- Descrição do problema
Prolongue o texto sobre o filme Après Mai, de Assayas, a partir do ponto em que ele termina.

- Texto para leitura

'''

Assayas subtitulou seu livro como uma carta à viúva de Guy Debord, e os situacionistas de fato dominam seu olhar, além de servirem de ponte entre política e arte que tanta fascina o realizador. Assim como o conceito de deriva sempre marcou uma influência muito visível nos filmes do cineasta (incluindo este), Après Mai lhe permite se debruçar mais diretamente sobre de que maneira, num universo cada vez mais saturado com a retórica radical do período, o desejo de Debord de, nas palavras do próprio cineasta, “preservar um compasso moral em termos de que tipo de reimaginação revolucionária da sociedade seria possível”, servia como uma alternativa sedutora. É na passagem do situacionismo para o sectarismo menos produtivo por parte do marxismo francês que o filme se concentra e certamente não é acidente que a internacional situacionista, tão central para as manifestações de Maio/68, oficialmente tenha encerrado suas atividades por volta do período aqui coberto. O filme é muito hábil em captar a asfixia esterilizante do pós-situacionismo da esquerda francesa e, de forma pouco comum para um olhar sobre o período quarenta anos depois, revela considerável simpatia pelas posições da ala mais radical dela, que concluiu que o terrorismo era a única saída restante para fora da sua camisa de força ideológica (o filme, como sua influencia orwelliana-debordiana torna inevitável, só reserva genuína antipatia pelos apologistas do stalinismo e da revolução cultural chinesa).

'''

- Trechos das linhas
'''

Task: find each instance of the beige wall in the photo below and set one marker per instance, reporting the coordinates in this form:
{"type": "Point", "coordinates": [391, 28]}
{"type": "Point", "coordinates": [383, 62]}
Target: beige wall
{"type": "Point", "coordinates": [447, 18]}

'''

- Resultado do exercício
O olhar de Debord sobre o caráter revolucionário da simbiose entre arte, política e vida ilumina cada plano de Après Mai. A curiosidade, presente na câmera em constante movimento que é a marca registrada do seu autor, não deixa de se uma expressão direta disso. Boa parte do filme se dedica a lidar com a ansiedade do cineasta e de seus personagens em colocar estas mesmas ideias e também com o apelo sedutor que as imagens (e principalmente as imagens de cinema) podem ter em meio a este mesmo anseio. O cinema francês na década de 1970 foi rico em lidar com estas questões em filmes do próprio Debord (In girum imus nocte et consumimur igni), Jacques Rivette (Out 1 e, numa chave fantástica, Celine et Julie vont em Bateau) e Jean Eustache (A Mãe e a Puta), mas é na fase mais abertamente experimental do cinema de Philippe Garrel que elas se revelam essenciais.

A centralidade de Garrel para a formação do olhar da geração de Assayas (pensemos também num Carax ou Denis) transpassa todo este Après Mai, em particular pela crença sempre potente que este cinema expõe da intersecção entre política, o ator e o poder poético deflagrador da imagem cinematográfica. Garrel afinal foi dos poucos cineastas que filmou à época os conflitos de Maio, mas é também aquele que, no momento posterior, se dispõs a filtrá-lo pela chave de filmes tão aparentemente removidos do seu momento quanto essenciais em dar uma direção para seu espírito, como La Cicatrice Intérieure ou Les Hautes Solitudes. É uma abordagem que mesmo hoje não é vista com facilidade por boa parte da critica de viés marxista – basta olhar para o tom de admiração reservada dos vários textos de Jonathan Rosenbaum sobre ele, em que se expõe o mesmo misto de fascínio pelas imagens e ansiedade diante da ideia de que muitos outros enxergam nelas um forte sentido político.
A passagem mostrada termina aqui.